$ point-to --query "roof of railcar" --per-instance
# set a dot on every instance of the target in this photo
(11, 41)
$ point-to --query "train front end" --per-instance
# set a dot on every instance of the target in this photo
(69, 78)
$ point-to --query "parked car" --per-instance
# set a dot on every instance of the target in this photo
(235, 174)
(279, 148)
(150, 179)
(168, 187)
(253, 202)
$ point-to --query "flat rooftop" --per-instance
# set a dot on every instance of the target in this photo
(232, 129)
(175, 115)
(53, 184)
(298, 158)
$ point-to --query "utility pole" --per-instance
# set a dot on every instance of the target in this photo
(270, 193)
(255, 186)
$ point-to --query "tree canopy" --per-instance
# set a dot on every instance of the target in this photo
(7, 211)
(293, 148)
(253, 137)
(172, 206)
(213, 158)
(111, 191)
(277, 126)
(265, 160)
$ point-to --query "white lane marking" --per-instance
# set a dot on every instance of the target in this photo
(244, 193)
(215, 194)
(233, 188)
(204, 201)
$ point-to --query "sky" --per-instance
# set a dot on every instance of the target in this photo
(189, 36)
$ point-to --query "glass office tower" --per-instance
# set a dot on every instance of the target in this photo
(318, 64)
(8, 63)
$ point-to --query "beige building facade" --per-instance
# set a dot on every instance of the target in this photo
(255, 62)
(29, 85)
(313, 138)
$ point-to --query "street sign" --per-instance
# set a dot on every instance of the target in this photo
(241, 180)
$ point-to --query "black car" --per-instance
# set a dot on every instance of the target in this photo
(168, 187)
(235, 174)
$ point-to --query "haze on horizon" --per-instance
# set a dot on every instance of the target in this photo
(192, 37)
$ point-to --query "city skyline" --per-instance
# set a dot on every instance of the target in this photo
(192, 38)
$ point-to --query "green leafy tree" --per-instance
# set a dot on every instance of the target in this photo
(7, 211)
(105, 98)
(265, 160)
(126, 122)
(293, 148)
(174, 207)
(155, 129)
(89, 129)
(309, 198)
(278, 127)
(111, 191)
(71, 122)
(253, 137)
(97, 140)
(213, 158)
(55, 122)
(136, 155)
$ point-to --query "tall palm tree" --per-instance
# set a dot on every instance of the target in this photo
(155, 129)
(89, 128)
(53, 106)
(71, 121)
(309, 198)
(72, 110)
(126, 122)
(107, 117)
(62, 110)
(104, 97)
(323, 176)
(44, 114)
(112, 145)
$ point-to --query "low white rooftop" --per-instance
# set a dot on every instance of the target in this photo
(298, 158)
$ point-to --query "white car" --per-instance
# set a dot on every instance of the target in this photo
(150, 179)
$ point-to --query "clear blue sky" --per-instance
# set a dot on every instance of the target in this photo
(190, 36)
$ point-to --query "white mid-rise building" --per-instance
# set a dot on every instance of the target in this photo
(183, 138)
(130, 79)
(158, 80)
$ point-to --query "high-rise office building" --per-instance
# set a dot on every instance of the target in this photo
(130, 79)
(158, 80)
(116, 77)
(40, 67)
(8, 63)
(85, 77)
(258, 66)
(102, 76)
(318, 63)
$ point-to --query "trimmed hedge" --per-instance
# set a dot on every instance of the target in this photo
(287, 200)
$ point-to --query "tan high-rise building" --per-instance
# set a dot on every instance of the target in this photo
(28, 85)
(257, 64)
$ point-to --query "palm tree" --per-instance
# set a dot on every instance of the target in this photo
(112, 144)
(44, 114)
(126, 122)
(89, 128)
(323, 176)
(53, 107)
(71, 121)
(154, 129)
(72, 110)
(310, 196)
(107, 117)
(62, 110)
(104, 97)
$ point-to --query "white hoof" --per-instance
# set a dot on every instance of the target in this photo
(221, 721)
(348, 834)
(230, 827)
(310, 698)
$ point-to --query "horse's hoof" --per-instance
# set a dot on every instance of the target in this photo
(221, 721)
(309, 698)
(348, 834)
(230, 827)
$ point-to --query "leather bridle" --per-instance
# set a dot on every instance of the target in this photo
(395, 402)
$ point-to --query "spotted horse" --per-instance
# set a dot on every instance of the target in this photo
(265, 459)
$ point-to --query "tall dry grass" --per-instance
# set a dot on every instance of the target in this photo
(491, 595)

========================

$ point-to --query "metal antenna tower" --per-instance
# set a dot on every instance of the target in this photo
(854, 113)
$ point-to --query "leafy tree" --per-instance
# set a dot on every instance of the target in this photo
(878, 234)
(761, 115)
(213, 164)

========================

WRITTEN PROBLEM:
Locate each line in the data above that contains the string "high" and copy those lines out. Treat the match as case-sensitive.

FINAL RESULT:
$ point-to --query "high-rise office building" --per-instance
$ point-to --query "tan high-rise building" --per-instance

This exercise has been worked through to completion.